What needs to be done - Begin at the line that has "Practice step: find the smoked" and stop after the last of the lines below. Write those lines out again with the requests included, and shift every answer coordinate by adding 110 to each of its numbers.

Dataset excerpts -
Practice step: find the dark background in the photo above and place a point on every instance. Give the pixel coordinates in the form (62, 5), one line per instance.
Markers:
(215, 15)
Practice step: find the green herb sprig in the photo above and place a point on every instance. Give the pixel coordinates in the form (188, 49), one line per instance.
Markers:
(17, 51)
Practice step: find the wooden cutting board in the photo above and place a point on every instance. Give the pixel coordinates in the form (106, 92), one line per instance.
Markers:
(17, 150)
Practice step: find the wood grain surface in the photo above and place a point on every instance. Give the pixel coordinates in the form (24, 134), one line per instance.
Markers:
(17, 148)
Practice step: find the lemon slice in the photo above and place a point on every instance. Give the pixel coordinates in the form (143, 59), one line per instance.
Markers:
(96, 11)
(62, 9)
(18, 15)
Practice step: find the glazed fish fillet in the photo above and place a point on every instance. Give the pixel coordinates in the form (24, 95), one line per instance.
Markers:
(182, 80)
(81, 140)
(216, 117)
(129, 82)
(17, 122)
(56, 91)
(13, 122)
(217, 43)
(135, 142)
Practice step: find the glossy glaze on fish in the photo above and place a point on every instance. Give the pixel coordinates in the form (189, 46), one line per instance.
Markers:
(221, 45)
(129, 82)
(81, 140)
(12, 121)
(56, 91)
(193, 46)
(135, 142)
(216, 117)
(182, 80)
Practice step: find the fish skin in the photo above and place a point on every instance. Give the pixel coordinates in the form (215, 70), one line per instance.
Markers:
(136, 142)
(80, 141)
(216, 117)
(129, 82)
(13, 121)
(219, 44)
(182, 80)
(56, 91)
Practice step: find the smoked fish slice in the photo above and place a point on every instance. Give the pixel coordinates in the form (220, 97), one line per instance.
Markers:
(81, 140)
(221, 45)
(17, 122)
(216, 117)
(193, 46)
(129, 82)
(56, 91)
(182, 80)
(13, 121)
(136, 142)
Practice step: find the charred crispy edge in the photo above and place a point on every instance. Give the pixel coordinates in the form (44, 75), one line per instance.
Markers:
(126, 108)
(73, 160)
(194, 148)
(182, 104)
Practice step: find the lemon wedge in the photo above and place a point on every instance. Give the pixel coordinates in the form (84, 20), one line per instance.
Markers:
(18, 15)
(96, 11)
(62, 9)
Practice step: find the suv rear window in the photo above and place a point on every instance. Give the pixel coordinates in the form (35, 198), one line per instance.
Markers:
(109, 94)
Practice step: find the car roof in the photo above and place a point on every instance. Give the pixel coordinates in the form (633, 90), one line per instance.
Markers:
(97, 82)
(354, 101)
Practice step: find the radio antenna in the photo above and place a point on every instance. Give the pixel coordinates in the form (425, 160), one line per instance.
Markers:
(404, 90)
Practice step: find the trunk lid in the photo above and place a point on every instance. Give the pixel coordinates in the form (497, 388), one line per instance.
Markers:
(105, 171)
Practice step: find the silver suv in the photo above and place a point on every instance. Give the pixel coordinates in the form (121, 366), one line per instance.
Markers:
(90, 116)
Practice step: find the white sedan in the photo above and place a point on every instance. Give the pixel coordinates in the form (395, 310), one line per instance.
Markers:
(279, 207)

Result of this exercise -
Practice step: find the smoked fish slice in the photo above and place a point on every instance. Give the pixel coordinates in the form (220, 97), one line per instance.
Markers:
(191, 250)
(331, 155)
(127, 232)
(326, 227)
(303, 156)
(239, 192)
(166, 201)
(292, 190)
(123, 231)
(246, 252)
Practice step: find the charred crispy edge in the photo above and place a point on every instance. Give the pixel coordinates in the form (44, 75), one line per instance.
Markers:
(236, 218)
(183, 270)
(304, 258)
(292, 214)
Practice step: find the lemon wedge in the photo above and place a point on every instance. Give the pixel coordinates in the form (84, 20), one line per instance.
Markers:
(128, 125)
(206, 121)
(172, 119)
Practice step: find the suv rear window in the photo above and place a point on every instance. Give the pixel coordinates in the form (35, 198), one line per instance.
Markers:
(219, 204)
Practice step: find the car roof in the photo above and place a point on every instance. Give the pixel coordinates in the form (633, 90), one line per instance.
Markers:
(207, 192)
(464, 211)
Practice step: find the radio antenna in the photo above and place a point on every instance. Give the pixel coordinates in the form (425, 160), one line per instance.
Markers:
(514, 200)
Practice step: find the trunk lid in the photo above and place a point on every instance. Give the pixel coordinates in the form (497, 388), one line per instance.
Markers:
(215, 281)
Practice step: find the silver suv in the photo above and place a point on every instance. Give the pixel coordinates in the form (121, 366), one line per instance.
Markers:
(200, 226)
Practice step: find the white sedan in the photo above and place a point on every instance. Give the pixel coordinates in the form (395, 310), one line per instance.
Markers:
(389, 317)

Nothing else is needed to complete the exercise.